## begin SUPPLIED RECORDS

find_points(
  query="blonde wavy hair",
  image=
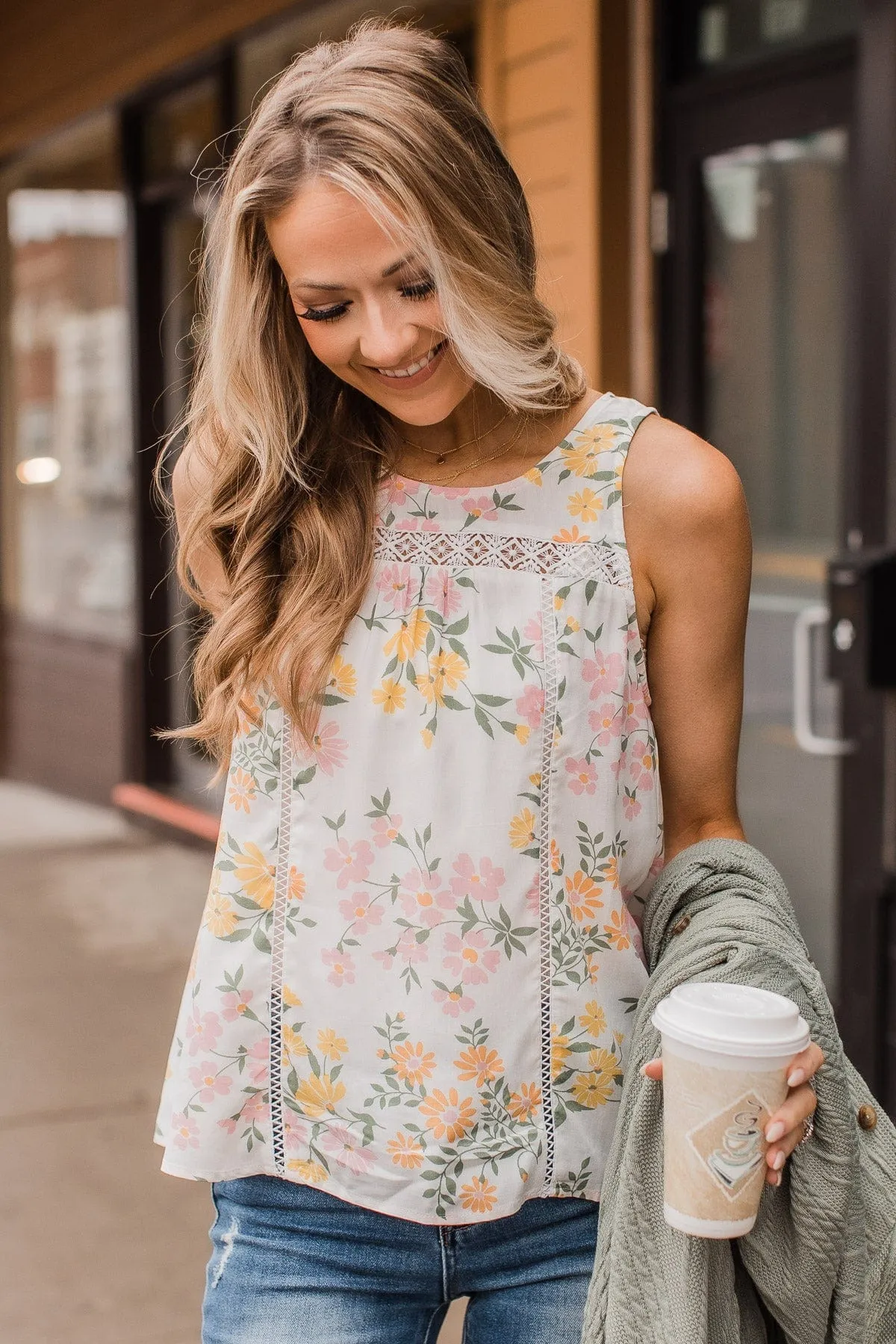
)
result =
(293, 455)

## end SUPPLIED RECORDS
## begin SUPPLIED RECORDS

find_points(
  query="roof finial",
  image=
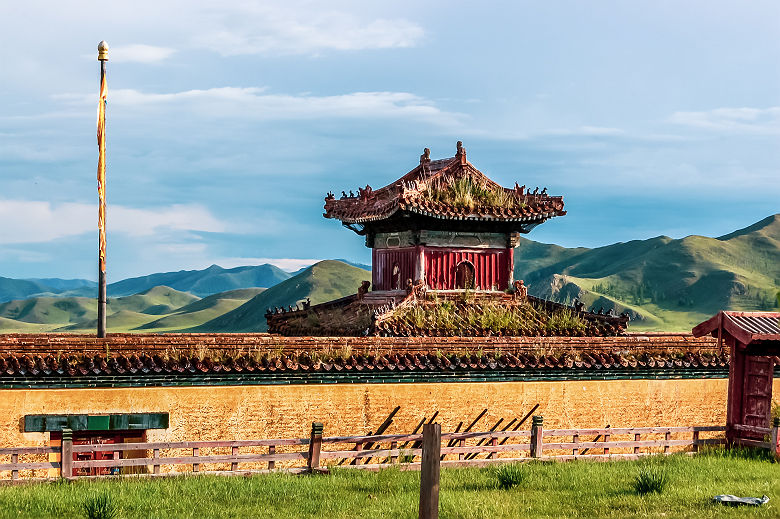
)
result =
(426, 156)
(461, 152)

## end SUPPLIED RECORDS
## begin SUPPLIED RECORDS

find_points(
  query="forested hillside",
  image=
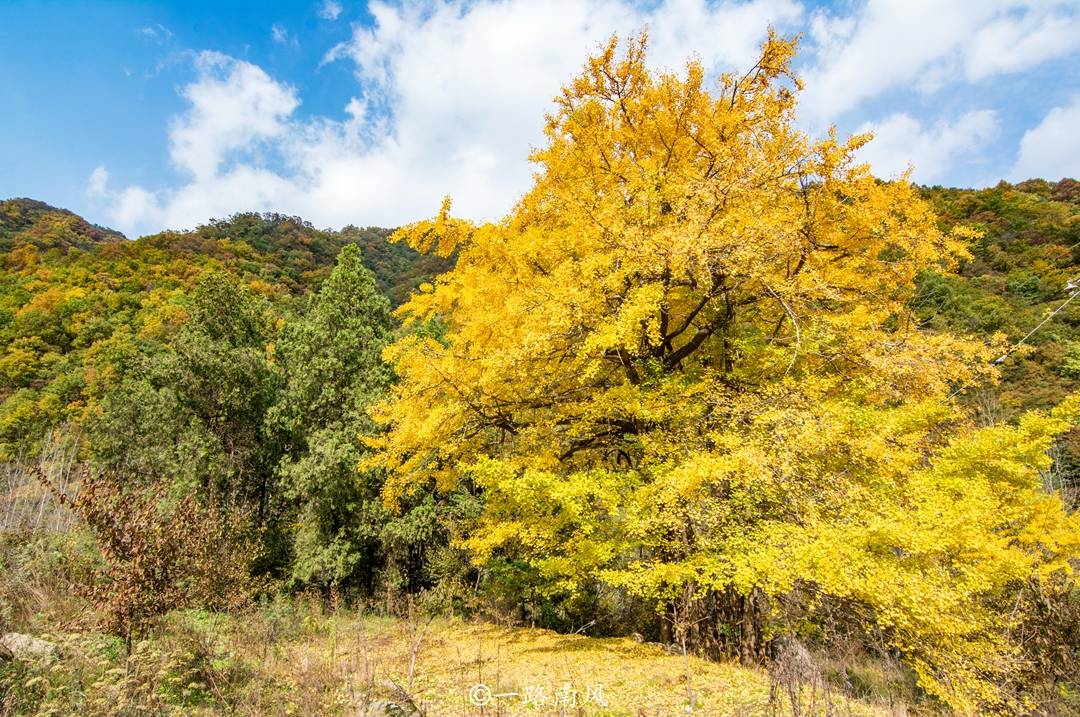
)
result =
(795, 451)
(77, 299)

## end SUPPLIED RECORDS

▶ _TASK DETAILS_
From the rows above, pick out each line that contains the word "query". Case counts.

▶ _COMPLETE OUTPUT_
  query="blonde wavy hair",
  query="roof finial",
  query="forested hillside",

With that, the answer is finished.